• **Consigne 1**: Rassemblez toutes les lignes des enregistrements ci-dessous qui contiennent la chaîne « grille », puis recopiez-les.

── Extrait choisi ──

Le début du bombardement stratégique.

     Votre président m’a demandé de rédiger cet éditorial. J’en ai été très honoré et me propose de vous parler de notre ancien métier et de son évolution première.
     A ce sujet, pourquoi ne pas situer le début des bombardements stratégiques en 1917 par le survol de Paris par les Zeppelin allemands ?
28 ans après, c’était Hiroshima ; l’évolution a été rapide. Et, pour être plus d’actualité, que dire des opérations actuelles des drones américains, basés à Djibouti, télécommandés du Colorado et attaquant des voitures, repérées sur les pistes de l’Afghanistan ?
     Revenons à nos débuts. Après la 1ière guerre mondiale qui avait vu l’essor incontournable de l’aviation, un général italien, nommé Douhet, avait développé une théorie, révolutionnaire à l’époque, prônant l’importance primordiale de la suprématie aérienne, obtenue évidemment par la maîtrise de l’air.
     Ces idées ne furent guère prises au sérieux sauf, peut-être, par les Anglais qui venaient de créer la Royal Air Force. La Grande-Bretagne est en effet, de par son insularité, le terrain idéal qui justifie un développement particulier de l’aviation, comme cela s’était passé auparavant pour la Marine.
     Dirigée par Lord Trenchard, la R.A.F. s’est affirmée comme novatrice dans tous les domaines alors que les Armées de l’Air française et américaine, n’étaient encore pas créées.

───

• **Consigne 2**: Reproduisez un passage de l'extrait sur le bombardement stratégique : commencez aux mots « Dirigée par Lord » et arrêtez-vous après « encore pas créées. ».

── Données à traiter ──

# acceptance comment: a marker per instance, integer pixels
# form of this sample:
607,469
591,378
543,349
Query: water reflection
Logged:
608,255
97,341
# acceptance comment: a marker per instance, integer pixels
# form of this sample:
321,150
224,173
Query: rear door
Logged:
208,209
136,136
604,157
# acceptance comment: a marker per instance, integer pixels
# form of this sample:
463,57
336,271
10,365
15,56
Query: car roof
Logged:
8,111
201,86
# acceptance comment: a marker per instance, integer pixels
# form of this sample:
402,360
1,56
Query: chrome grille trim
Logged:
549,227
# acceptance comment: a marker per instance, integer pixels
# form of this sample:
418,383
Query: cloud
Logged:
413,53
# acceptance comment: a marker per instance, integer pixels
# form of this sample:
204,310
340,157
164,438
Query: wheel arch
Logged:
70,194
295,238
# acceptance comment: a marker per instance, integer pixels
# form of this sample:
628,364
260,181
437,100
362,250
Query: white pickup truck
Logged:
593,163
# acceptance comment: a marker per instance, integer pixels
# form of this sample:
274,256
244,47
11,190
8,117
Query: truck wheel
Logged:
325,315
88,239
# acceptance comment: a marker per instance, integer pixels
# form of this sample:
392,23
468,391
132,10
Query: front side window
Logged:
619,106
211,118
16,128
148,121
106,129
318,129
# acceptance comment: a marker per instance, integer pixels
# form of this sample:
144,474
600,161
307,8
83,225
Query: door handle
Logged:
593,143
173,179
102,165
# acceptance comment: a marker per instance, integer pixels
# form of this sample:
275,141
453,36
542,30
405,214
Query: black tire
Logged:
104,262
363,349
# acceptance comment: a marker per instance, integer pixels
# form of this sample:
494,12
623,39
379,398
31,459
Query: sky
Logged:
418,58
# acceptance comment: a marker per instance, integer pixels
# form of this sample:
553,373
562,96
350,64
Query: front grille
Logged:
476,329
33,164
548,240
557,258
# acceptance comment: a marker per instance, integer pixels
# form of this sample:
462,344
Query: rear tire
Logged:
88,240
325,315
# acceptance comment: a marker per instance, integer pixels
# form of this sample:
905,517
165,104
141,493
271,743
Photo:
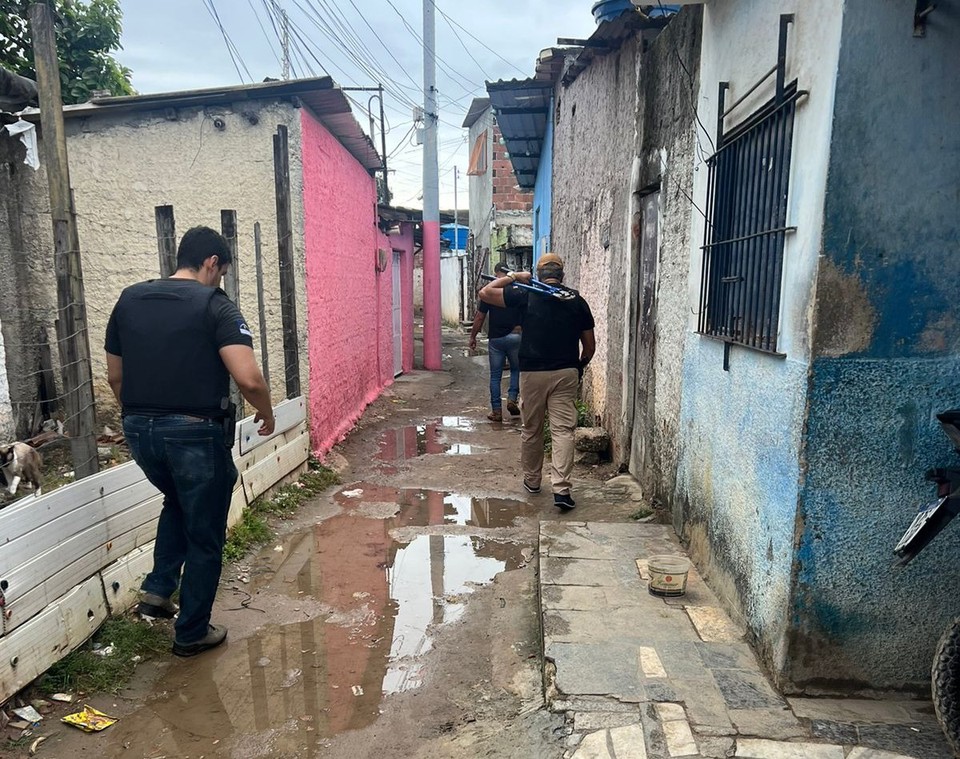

───

• **Bonne réponse 1**:
Query: chrome grille trim
Query: front grille

• **Bonne réponse 2**:
Dirigée par Lord Trenchard, la R.A.F. s’est affirmée comme novatrice dans tous les domaines alors que les Armées de l’Air française et américaine, n’étaient encore pas créées.